Tell yourself you can change.
“Happiness is not the belief you do not need to change, it is that you can change,” Achor says. Take a moment to notice the relationship between change and personal growth.
Try this: “Write down the three greatest moments of change in your life that have brought you to being the person you like being today,” Achor advises. They can be obvious milestones, like moving to a new city, or more subtle and personal, like meeting your best friend. Hang your list in your bathroom or above your desk to encourage yourself to adapt your attitude and stay positive.
Go someplace else.
When you are taxed, it is easy to blow small negatives out of proportion. But research shows that a new environment can change your perspective for the better.
Achor describes an experiment where Yale medical students left class to study ancient paintings at a local art museum. After their trip, as a group they showed a 10 percent improvement in their ability to recognize important medical details, compared to students who did not take the same break.
Try this: If you are stuck, expose your brain to a new environment—physically go to another place, or read or look elsewhere—to gain a positive change of attitude.
Refuel and re-energize.
Everyone knows that tired plus hungry equals unhappy, but this combination might be more damaging than you think. Your brain interprets lack of sleep as a threat to the central nervous system, Achor writes, which can cloud judgment. Missing one night of sleep can cause you to remember 59% fewer positive words, which could make you overly focus on the negative.
Try this: If your attitude is chronically cranky, look at your eating and sleeping habits. A mid-morning snack (like the protein-fat combo of apple with peanut butter) could steady your blood sugar.
Identify both the positive and the negative.
No matter how bleak it may seem, every situation has a silver lining, Achor insists. “I have never encountered an environment where positive details could not be found,” Achor writes.
Try this: Focus on an object or task and list as many descriptions as you can for 30 seconds. You get three points for positive descriptions, and one for negative. Why include negatives? “Awareness of negatives can motivate us to take action, and the act of looking for them can make our brain even more flexible and nimble,” Achor says.
Talk to the right people for support.
Venting your drama to your officemate or your sister might be more harmful than helpful, according to Achor. Continually talking to like-minded people could mean you hear the same perspective on repeat, which discourages problem solving. To get a positive attitude, seek out different viewpoints to recognize all aspects of the issue.

Required work –
[1] According to the attitude tips, why should the 30-second description exercise include negative descriptions? Answer in one to three sentences.
[2] Please mark each statement as yes or no depending on whether it agrees with the attitude tips, and quote the exact words that decide it. (a) The Yale medical students who visited the art museum improved by 10 percent at recognizing important medical details. (b) In the 30-second exercise, positive descriptions earn one point each. (c) Achor recommends venting to an officemate or a sister.
[3] In the attitude tips, how many fewer positive words can a person remember after missing one night of sleep?
The entries after this play no part in the work on the attitude tips.

Given records –
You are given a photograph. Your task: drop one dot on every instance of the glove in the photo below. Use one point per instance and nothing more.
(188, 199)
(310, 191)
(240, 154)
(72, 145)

Exercise results –
[1] Negatives are included because awareness of them can motivate us to take action. Looking for them can also make the brain even more flexible and nimble.

[2]
(a) Yes: "they showed a 10 percent improvement in their ability to recognize important medical details"
(b) No: "You get three points for positive descriptions, and one for negative."
(c) No: "Venting your drama to your officemate or your sister might be more harmful than helpful, according to Achor."

[3] 59% fewer positive words.